Document:
Begin

PISA 2018 Results (Volume V)
Chapter 8. Assessments, evaluations and how they are used
Abstract
Evaluation and assessment, as discussed in this chapter, refers to the policies and practices through which education systems assess student learning, and evaluate teacher practices and school outcomes. It also conveys how education systems and schools use the results from assessment and evaluation to improve classroom processes and student learning.
The OECD Review on Evaluation and Assessment Frameworks for Improving School Outcomes identifies the hallmarks of strong evaluation and assessment systems (OECD, 2013[1]). These include setting clear and ambitious goals or standards for what is expected of students, schools and the system overall, and collecting reliable data to measure the extent to which goals are being met. In addition, in strong evaluation and assessment systems, students, teachers, schools and policy makers receive the feedback they need to reflect critically on their own progress, and remain engaged and motivated to succeed.
In this chapter, four evaluation and assessment topics are covered (Figure V.8.1): student assessment, data-collection practices, school accountability and improvement actions at school.
What the data tell us
On average across OECD countries, the prevalence of using student assessments for various purposes declined between 2012 and 2018. For example, in 2012, 55% of students were enrolled in a school that compares its performance with that of other schools, while in 2018, 46% of students attended such a school. Similarly, in 2012, 53% of students attended a school that uses student assessments to make judgements about teachers’ effectiveness, while in 2018, 44% of students attended such a school.
Some 38% of students were enrolled in schools that post achievement data publicly, on average across OECD countries. These students scored five points higher in reading, on average across OECD countries, than students in schools that do not post data publicly, even after accounting for students’ and schools’ socio-economic profile. At the system level, however, the incidence of posting achievement data publicly was not correlated with mean performance in PISA, nor with equity in performance.

End

Extracted records:
Begin

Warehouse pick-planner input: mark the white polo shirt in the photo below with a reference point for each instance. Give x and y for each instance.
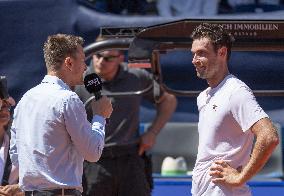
(226, 114)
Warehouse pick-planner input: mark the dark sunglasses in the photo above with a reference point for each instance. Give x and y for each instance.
(106, 58)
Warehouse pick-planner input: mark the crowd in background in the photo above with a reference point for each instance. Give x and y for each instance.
(185, 8)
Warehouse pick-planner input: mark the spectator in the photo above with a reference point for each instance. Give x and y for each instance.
(123, 168)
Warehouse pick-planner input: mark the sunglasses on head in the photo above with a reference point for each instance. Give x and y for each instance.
(106, 58)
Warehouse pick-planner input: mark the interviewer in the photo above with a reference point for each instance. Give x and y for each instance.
(50, 134)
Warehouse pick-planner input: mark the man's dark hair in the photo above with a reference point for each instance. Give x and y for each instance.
(218, 35)
(58, 47)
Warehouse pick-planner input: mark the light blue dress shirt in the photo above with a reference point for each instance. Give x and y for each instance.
(50, 137)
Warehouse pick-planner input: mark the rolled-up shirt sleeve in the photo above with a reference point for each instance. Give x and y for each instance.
(87, 137)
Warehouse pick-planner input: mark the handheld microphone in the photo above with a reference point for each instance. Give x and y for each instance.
(93, 84)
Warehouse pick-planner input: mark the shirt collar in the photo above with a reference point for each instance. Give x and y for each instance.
(55, 80)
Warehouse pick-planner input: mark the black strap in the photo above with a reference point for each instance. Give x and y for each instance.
(7, 171)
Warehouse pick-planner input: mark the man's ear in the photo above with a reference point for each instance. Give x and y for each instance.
(68, 63)
(223, 51)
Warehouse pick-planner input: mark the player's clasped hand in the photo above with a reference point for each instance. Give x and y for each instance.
(223, 173)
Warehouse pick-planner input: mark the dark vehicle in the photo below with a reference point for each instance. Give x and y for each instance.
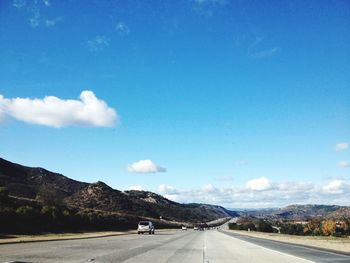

End

Challenge A:
In the PISA chapter, what percentage of students attended a school that compares its performance with that of other schools in 2018, on average across OECD countries?
Challenge B:
Which four evaluation and assessment topics does the PISA chapter say it covers?

Full output A:
46%

Full output B:
Student assessment, data-collection practices, school accountability, and improvement actions at school.